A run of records
******************************

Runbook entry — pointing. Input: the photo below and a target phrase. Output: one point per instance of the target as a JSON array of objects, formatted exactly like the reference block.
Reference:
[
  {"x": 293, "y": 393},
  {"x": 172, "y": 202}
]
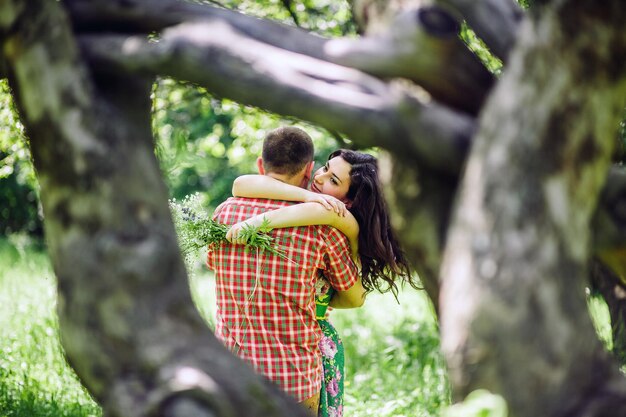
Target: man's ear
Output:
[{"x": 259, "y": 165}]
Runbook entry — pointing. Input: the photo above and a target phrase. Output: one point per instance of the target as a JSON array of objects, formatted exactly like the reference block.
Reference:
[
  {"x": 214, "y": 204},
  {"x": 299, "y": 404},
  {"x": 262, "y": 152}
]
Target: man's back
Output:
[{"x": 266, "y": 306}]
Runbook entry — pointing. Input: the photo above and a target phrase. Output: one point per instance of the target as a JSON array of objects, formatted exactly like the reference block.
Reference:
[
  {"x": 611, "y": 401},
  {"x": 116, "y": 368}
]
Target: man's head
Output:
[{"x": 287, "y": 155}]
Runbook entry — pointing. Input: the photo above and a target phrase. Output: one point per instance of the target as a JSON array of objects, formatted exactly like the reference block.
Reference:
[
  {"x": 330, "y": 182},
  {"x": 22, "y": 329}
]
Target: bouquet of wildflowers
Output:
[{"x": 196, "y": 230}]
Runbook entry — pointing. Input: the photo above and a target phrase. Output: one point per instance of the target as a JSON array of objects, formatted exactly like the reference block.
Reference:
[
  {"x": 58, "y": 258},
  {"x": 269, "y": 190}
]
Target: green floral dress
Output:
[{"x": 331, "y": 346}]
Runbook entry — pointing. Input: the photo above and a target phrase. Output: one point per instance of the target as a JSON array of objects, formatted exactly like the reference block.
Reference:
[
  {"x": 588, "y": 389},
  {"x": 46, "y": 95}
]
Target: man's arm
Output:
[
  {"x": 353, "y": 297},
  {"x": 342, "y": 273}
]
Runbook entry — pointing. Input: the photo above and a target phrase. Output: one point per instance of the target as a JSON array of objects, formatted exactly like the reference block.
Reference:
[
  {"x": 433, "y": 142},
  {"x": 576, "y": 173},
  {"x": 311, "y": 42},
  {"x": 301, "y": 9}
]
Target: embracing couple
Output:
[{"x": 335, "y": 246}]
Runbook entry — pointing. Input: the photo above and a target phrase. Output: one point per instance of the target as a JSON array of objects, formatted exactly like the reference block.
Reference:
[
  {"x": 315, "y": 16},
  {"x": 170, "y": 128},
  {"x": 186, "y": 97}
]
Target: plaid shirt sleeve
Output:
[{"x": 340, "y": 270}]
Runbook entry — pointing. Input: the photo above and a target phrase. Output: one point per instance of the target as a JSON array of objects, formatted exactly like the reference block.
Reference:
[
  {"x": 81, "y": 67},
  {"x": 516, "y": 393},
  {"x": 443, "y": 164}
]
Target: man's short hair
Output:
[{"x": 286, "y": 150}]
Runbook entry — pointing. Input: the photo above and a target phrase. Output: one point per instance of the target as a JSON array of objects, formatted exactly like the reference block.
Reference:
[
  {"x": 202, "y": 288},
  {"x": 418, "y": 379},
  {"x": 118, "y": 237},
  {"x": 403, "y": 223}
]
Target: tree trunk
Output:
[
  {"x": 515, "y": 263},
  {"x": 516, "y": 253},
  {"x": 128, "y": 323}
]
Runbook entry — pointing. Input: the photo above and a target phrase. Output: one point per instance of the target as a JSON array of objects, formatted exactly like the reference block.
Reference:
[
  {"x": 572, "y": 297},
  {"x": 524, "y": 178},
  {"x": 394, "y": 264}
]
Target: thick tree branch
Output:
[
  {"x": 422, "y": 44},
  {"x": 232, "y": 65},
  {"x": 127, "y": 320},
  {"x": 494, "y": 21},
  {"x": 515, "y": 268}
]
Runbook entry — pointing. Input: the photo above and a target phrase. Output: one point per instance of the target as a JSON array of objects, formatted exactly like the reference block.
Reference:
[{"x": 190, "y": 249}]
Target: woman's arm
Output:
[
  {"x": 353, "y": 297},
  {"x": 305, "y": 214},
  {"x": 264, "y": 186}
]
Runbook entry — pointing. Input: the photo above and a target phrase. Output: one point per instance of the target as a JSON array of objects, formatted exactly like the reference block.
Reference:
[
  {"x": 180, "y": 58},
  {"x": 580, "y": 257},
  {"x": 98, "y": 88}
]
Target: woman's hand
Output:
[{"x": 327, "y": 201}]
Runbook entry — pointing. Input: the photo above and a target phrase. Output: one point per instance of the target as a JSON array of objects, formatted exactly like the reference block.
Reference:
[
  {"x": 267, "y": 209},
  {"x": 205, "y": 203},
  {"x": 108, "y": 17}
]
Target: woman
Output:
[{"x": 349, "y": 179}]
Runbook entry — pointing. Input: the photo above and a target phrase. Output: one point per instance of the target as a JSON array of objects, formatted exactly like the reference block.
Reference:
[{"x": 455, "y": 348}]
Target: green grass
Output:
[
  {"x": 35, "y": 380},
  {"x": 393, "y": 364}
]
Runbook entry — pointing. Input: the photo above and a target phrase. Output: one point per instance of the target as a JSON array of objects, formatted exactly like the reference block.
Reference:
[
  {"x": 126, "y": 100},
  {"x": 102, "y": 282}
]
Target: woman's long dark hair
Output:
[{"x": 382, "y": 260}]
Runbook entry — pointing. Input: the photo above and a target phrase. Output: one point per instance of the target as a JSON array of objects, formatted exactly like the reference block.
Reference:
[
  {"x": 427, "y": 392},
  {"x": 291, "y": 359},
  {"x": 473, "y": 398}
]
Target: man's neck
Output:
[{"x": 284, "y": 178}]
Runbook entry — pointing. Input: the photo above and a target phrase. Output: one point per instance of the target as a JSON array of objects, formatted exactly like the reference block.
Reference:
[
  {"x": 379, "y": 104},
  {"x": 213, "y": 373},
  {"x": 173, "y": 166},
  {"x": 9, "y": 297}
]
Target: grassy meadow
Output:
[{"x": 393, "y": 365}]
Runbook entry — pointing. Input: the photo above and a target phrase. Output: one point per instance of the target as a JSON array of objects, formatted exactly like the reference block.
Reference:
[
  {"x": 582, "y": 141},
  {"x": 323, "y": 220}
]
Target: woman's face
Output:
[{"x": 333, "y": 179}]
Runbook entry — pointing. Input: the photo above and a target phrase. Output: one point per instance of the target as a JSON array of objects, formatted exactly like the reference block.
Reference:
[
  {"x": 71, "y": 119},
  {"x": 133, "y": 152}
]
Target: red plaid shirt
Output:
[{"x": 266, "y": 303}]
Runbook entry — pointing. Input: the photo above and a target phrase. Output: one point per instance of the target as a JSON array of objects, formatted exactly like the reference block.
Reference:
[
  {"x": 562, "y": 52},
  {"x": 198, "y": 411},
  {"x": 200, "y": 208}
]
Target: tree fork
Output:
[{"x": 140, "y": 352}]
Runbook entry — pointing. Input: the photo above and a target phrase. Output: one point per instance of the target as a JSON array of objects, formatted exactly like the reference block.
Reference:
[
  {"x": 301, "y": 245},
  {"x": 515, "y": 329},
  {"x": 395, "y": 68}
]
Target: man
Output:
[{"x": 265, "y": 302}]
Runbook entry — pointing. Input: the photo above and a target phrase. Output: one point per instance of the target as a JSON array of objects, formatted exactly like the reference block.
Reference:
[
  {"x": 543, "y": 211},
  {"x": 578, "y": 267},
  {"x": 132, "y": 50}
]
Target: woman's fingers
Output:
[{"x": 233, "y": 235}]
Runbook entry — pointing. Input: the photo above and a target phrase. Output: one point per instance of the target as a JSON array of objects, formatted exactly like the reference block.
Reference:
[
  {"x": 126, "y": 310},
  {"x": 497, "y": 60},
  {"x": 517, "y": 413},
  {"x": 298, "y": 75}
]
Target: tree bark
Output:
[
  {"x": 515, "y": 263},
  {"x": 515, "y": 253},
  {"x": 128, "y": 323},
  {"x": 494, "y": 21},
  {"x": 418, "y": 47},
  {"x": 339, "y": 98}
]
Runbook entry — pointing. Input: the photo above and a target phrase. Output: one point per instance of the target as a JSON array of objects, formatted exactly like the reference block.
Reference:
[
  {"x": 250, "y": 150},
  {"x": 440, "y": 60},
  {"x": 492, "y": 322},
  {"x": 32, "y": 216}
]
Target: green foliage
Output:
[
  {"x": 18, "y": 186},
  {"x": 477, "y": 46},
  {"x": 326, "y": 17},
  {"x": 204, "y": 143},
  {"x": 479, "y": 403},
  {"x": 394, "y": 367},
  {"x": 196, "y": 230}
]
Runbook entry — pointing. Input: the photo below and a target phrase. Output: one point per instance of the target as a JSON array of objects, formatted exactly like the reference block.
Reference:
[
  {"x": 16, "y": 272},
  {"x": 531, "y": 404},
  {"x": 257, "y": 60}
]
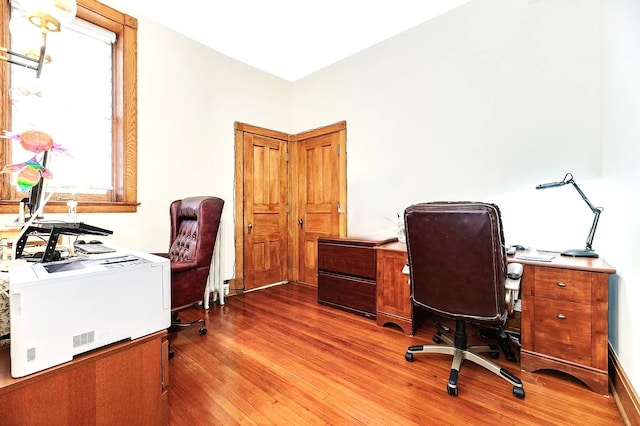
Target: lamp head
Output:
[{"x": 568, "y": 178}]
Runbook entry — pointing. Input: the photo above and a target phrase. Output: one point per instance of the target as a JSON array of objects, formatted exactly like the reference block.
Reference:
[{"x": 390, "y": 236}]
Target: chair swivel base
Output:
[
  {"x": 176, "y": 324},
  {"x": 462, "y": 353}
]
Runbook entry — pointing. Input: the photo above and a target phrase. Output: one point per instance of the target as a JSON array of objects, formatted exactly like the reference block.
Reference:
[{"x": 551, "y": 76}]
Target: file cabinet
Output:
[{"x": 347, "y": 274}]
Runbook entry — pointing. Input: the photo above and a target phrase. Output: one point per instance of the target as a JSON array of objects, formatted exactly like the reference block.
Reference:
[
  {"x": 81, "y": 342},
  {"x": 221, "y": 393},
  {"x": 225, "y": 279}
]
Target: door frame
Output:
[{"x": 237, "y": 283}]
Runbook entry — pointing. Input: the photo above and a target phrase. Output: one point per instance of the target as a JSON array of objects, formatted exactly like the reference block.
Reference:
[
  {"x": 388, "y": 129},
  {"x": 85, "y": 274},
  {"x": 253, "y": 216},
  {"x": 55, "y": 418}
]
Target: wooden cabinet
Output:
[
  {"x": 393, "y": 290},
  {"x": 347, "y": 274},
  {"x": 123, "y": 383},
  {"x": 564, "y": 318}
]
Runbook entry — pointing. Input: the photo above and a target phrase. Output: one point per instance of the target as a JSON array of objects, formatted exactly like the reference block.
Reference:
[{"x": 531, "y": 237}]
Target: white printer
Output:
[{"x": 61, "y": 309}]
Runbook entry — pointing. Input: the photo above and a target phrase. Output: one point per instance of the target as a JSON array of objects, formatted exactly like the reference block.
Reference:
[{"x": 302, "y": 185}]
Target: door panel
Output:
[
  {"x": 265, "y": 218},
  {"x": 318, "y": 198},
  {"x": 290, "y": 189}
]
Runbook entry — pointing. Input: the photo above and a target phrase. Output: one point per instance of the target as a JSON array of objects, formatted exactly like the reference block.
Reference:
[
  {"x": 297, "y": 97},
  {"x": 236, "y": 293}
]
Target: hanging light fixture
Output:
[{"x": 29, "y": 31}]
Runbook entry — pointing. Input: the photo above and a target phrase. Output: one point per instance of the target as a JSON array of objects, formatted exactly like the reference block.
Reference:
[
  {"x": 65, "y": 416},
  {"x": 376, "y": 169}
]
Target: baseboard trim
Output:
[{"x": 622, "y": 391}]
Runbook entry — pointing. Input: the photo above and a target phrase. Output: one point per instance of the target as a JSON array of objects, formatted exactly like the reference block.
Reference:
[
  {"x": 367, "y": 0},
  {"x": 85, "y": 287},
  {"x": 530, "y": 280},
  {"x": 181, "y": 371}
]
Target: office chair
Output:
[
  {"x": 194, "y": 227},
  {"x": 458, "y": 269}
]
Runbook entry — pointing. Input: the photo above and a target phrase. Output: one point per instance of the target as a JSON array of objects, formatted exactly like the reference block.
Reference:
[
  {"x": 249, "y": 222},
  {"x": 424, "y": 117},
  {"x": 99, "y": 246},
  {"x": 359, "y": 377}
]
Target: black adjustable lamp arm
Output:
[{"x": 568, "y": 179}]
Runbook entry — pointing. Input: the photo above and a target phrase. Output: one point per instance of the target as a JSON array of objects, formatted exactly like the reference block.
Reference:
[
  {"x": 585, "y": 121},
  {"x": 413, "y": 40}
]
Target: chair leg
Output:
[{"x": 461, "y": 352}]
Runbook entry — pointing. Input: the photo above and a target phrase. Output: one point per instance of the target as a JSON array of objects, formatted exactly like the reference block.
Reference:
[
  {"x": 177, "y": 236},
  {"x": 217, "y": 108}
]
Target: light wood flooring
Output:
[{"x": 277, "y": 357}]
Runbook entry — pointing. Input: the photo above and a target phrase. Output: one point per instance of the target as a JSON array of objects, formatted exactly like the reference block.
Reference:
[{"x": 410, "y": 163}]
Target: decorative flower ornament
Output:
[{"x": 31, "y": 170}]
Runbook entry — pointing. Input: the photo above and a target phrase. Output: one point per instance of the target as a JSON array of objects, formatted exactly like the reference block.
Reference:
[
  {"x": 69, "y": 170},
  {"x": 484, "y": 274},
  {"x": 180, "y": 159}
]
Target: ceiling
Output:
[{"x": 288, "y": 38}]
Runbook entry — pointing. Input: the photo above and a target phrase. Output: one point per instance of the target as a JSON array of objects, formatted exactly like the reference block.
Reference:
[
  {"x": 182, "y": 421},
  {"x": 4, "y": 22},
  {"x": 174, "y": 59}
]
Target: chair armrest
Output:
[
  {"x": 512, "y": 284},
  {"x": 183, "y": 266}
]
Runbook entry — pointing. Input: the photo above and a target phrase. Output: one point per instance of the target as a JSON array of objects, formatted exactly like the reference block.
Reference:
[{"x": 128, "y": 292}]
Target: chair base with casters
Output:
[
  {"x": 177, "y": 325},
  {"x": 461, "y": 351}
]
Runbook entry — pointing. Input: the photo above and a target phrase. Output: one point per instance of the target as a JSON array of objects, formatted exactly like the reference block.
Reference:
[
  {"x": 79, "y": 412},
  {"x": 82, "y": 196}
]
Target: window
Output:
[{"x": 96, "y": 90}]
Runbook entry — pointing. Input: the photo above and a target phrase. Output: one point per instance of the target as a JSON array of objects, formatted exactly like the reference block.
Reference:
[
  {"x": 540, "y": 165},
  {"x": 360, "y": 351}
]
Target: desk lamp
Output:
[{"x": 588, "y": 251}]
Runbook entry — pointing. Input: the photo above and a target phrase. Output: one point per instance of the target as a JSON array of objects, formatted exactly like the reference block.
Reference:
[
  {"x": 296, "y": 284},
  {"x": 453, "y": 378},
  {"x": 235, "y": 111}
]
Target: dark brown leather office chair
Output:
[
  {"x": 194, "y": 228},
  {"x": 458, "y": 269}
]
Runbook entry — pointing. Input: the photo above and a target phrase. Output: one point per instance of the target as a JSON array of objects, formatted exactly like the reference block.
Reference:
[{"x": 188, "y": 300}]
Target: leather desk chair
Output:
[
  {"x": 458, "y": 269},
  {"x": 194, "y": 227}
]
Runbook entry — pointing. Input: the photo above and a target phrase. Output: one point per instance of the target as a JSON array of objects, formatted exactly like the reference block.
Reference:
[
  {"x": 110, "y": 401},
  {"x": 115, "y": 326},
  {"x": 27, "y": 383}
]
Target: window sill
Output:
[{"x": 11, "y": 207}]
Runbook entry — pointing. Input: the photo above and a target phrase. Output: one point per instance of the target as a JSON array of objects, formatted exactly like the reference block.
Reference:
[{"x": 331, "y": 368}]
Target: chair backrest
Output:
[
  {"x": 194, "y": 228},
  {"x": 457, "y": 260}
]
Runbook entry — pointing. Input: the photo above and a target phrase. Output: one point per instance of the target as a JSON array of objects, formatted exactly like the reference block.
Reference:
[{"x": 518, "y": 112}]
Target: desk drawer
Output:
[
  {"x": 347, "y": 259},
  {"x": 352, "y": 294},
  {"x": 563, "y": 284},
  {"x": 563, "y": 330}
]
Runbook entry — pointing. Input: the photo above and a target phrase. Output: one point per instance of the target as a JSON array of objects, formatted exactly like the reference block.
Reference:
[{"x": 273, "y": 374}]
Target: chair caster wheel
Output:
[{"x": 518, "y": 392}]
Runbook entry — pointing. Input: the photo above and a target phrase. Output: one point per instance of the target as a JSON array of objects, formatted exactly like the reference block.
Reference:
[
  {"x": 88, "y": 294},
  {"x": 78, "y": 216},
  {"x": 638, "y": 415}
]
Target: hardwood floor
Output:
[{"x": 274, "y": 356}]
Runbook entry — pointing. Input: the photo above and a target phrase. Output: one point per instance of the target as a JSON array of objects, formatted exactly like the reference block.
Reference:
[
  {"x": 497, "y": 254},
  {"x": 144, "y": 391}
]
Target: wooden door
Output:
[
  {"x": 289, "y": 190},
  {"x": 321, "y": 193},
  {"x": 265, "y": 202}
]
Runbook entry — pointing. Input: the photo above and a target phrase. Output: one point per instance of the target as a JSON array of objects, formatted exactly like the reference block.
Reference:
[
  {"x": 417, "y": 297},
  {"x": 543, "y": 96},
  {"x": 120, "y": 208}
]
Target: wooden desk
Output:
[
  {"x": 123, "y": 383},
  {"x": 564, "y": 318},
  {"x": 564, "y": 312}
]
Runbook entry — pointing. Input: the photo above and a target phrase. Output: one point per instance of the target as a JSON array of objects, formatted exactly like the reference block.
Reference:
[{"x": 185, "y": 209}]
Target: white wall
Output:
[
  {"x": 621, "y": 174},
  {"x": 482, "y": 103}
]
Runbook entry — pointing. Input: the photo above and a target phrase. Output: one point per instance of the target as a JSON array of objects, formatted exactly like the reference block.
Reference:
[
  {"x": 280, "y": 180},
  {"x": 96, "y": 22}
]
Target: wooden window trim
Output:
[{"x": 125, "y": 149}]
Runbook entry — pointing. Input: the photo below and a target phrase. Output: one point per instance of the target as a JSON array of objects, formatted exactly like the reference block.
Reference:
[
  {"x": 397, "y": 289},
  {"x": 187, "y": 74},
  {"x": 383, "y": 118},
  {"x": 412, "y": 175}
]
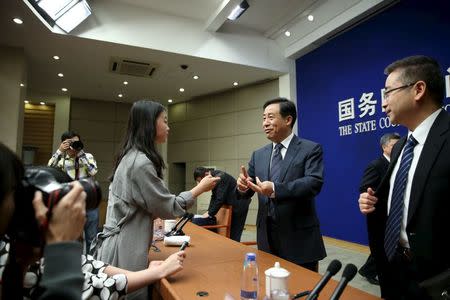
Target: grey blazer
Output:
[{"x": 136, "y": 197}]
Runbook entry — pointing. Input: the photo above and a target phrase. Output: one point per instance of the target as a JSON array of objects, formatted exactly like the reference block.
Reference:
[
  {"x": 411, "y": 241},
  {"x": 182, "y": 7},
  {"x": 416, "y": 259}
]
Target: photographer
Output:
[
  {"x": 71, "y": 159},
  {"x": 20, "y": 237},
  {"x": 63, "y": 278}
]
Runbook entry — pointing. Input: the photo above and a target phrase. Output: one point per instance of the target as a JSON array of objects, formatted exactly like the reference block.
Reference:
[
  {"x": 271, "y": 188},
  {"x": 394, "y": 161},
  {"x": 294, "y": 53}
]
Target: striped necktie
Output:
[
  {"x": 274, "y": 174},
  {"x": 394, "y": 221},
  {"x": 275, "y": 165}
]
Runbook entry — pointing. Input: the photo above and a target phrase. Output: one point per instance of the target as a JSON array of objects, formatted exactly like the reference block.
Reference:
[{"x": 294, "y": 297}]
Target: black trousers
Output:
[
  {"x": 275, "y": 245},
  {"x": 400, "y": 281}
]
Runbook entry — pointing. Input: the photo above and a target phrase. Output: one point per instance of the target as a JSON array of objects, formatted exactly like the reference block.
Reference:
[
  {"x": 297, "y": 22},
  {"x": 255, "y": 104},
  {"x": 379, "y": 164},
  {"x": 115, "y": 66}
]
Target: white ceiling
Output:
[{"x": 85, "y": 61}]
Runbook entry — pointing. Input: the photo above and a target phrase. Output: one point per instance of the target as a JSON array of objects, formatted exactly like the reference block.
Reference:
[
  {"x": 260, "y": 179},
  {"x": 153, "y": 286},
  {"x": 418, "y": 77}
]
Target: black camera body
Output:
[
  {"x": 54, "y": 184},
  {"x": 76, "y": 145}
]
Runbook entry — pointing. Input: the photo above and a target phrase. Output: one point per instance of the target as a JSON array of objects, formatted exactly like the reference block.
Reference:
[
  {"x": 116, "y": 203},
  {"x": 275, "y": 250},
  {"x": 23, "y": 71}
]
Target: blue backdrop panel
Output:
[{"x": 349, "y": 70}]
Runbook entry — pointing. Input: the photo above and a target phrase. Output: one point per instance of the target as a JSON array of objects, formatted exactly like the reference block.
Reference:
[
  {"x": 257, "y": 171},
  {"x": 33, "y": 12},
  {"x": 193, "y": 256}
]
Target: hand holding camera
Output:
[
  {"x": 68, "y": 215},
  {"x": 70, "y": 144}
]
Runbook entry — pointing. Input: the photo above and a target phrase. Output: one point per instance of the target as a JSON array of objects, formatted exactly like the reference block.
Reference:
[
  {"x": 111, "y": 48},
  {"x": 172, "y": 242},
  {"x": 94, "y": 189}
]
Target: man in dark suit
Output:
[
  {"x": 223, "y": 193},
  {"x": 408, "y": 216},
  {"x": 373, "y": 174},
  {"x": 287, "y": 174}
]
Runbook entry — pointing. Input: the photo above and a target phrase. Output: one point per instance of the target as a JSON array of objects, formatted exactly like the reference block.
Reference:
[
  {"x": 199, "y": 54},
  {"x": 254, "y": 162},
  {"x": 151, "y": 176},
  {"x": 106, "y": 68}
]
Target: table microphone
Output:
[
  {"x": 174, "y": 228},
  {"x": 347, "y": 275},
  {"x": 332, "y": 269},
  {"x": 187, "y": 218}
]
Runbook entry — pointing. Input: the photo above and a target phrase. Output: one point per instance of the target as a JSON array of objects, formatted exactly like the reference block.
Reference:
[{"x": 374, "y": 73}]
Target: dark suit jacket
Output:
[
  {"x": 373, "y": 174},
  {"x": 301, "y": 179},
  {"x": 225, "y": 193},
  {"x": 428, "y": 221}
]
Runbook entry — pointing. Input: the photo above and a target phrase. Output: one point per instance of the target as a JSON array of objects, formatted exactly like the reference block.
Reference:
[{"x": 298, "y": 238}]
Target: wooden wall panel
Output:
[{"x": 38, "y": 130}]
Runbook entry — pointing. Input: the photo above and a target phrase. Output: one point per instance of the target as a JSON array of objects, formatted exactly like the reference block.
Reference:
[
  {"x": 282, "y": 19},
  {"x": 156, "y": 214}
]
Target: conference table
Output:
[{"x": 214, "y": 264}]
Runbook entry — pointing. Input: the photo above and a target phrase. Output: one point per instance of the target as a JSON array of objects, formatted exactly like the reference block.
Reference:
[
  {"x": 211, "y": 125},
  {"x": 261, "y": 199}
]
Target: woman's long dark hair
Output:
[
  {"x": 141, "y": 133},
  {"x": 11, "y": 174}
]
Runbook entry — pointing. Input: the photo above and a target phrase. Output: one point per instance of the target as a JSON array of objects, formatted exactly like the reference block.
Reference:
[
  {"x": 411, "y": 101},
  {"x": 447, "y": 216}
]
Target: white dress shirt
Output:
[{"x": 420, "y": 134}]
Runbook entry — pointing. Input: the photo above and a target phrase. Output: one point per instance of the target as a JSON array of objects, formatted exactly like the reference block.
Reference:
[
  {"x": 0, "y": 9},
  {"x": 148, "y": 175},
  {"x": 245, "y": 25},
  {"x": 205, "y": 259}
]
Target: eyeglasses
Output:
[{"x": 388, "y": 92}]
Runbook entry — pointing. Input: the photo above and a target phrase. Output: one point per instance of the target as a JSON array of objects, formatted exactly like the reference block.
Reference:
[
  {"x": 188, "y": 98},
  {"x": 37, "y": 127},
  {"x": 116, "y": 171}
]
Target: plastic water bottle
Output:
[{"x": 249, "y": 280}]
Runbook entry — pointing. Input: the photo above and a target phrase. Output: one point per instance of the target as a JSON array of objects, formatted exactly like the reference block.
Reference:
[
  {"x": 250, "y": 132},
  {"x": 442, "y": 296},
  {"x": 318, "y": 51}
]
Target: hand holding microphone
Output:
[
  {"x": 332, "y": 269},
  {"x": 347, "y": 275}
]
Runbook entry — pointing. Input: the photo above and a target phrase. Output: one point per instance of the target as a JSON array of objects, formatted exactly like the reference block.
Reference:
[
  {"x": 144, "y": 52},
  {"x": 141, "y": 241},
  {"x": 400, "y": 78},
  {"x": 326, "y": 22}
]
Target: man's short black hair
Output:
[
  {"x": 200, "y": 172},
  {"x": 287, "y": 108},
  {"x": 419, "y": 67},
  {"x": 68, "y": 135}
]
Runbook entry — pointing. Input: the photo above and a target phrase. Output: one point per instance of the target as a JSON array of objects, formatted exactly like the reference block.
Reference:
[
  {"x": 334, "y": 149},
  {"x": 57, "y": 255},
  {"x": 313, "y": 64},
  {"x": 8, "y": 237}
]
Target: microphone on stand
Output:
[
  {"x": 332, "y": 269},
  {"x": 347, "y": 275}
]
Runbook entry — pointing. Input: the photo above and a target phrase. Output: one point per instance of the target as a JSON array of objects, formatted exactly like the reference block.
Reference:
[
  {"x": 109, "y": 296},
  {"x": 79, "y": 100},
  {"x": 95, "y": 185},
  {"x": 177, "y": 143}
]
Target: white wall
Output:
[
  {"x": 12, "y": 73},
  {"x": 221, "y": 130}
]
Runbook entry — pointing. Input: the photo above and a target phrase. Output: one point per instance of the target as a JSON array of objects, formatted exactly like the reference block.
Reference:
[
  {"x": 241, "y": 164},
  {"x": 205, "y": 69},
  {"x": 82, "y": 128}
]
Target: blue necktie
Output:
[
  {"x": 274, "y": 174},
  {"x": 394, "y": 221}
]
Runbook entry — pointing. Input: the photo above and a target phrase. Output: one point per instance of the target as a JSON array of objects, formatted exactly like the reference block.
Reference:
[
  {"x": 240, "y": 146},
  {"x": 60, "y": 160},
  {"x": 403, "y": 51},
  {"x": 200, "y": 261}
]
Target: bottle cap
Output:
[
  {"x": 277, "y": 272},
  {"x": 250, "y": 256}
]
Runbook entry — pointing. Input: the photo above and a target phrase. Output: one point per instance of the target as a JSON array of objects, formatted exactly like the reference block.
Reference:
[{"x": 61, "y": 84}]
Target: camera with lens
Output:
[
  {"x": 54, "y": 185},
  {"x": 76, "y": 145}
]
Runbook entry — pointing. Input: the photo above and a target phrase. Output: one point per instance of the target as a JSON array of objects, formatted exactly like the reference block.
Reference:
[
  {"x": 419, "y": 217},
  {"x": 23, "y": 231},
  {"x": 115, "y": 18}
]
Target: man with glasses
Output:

******************************

Exercise
Report how many lines of the records above contain the string "dark", giving only the number. Count case-sensitive matches only.

Answer in full
5